[Dataset excerpt]
▼
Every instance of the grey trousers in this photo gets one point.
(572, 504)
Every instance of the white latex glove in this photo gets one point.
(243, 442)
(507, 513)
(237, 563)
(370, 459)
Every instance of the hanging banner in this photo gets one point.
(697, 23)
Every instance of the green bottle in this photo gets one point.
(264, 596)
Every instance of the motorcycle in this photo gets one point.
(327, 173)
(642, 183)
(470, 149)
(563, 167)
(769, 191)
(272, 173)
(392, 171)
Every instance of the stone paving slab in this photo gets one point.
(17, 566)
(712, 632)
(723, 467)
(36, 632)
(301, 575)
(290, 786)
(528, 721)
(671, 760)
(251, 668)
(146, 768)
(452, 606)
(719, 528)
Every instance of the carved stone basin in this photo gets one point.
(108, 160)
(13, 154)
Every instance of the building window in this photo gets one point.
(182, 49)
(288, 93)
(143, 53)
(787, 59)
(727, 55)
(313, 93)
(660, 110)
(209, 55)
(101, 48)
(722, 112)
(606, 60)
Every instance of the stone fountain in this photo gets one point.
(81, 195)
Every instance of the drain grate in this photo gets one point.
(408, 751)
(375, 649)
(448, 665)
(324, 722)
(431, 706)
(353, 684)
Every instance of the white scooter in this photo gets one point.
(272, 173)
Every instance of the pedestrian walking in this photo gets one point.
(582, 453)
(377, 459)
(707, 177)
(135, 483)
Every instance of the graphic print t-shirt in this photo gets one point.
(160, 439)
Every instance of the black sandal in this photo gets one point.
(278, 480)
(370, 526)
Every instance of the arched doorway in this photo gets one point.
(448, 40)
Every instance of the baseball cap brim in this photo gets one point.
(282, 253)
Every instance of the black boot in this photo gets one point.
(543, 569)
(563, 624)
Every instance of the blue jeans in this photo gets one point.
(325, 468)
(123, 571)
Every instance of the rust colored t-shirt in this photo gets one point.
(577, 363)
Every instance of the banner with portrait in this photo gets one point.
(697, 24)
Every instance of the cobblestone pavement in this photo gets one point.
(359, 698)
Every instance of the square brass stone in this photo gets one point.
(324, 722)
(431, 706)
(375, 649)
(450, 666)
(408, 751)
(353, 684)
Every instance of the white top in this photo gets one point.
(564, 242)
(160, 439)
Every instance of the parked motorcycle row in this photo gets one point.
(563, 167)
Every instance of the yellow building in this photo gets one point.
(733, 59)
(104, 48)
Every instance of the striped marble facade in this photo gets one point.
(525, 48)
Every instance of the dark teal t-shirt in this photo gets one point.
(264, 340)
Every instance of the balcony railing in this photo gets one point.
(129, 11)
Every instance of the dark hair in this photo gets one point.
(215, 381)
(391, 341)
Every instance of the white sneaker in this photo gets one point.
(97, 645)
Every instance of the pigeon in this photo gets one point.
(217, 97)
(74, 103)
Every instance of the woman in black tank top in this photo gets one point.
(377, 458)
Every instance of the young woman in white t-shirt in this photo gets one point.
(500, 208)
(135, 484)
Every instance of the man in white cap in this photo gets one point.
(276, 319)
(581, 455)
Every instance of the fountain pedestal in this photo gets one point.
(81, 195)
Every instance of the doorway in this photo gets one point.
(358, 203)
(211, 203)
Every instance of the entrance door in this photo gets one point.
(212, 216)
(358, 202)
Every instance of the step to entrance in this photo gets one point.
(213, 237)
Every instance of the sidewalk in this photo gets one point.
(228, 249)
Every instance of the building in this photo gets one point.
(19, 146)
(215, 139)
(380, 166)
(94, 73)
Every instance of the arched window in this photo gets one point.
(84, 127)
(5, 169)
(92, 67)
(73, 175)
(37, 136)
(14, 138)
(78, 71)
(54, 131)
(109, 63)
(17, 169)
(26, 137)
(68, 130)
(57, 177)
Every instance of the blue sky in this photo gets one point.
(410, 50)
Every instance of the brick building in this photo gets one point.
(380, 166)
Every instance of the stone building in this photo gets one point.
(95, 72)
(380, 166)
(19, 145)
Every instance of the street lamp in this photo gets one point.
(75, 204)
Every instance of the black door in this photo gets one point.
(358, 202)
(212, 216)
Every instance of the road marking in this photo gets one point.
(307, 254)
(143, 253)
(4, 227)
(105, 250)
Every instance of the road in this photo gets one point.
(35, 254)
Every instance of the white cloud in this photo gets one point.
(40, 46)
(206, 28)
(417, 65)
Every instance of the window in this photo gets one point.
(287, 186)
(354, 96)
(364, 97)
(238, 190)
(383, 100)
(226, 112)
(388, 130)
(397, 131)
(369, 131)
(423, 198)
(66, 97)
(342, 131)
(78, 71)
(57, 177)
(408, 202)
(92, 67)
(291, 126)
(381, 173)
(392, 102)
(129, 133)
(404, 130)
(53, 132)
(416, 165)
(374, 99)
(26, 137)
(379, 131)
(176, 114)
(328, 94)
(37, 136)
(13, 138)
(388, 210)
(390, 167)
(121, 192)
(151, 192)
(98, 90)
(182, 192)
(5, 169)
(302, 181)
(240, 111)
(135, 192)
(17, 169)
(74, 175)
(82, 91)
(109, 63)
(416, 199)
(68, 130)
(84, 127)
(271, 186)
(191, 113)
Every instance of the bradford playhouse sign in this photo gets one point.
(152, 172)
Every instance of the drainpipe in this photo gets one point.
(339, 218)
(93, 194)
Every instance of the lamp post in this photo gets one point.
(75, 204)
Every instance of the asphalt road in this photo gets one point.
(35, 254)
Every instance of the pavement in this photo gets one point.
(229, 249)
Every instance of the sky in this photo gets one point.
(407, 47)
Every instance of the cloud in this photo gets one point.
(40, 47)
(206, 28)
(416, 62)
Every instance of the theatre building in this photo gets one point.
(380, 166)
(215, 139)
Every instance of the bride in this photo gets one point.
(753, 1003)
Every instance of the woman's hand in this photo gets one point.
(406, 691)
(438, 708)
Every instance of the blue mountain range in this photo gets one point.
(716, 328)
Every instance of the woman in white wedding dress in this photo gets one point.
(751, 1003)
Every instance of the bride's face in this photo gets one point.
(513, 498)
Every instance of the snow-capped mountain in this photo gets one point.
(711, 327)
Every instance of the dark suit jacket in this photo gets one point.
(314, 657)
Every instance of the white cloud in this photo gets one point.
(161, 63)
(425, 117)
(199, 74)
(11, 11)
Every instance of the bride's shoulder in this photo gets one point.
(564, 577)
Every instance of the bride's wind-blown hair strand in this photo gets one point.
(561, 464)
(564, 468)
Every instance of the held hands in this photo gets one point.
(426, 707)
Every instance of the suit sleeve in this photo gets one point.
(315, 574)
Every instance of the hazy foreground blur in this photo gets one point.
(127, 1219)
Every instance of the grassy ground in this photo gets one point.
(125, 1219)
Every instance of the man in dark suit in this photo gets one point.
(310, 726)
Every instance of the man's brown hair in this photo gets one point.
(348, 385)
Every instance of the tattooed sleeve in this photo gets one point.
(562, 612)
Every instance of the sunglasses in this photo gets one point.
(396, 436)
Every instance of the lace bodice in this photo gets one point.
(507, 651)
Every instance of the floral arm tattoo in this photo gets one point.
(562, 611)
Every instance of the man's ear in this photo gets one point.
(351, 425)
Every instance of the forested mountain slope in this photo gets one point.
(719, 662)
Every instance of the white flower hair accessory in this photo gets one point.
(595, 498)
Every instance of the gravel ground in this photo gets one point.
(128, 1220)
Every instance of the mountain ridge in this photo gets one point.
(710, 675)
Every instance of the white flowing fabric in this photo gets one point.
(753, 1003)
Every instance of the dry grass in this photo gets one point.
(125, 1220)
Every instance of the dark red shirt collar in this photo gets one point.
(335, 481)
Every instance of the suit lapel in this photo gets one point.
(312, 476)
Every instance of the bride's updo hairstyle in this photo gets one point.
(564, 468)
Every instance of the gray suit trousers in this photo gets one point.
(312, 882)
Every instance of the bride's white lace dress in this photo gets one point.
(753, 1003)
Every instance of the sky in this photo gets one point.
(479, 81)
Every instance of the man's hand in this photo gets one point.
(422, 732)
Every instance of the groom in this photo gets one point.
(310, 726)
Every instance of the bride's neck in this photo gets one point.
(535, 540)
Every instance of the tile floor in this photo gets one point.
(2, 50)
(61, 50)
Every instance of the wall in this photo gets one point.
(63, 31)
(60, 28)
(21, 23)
▲
**Task goal:**
Rewrite the items from the line containing "Every instance of the bride's updo" through the end of the items, changing "tile floor" to "tiled floor" and leaving everything else unchanged.

**Exercise solution:**
Every instance of the bride's updo hairstyle in this photo gets one point.
(564, 468)
Every instance of the gray suit trousers in this photo gets one point.
(312, 882)
Every instance of the bride's white lace dress in this photo gets one point.
(753, 1003)
Every instance of the sky in this photo gets one point.
(479, 81)
Every instance of the man's hand in this photo gets one point.
(422, 732)
Every instance of the groom in this photo gets one point.
(310, 726)
Every instance of the bride's neck in this photo gets one point.
(535, 540)
Every instance of the tiled floor in this photo gets one point.
(2, 50)
(61, 50)
Every instance of the wall in this photo gets one point.
(63, 31)
(60, 28)
(21, 23)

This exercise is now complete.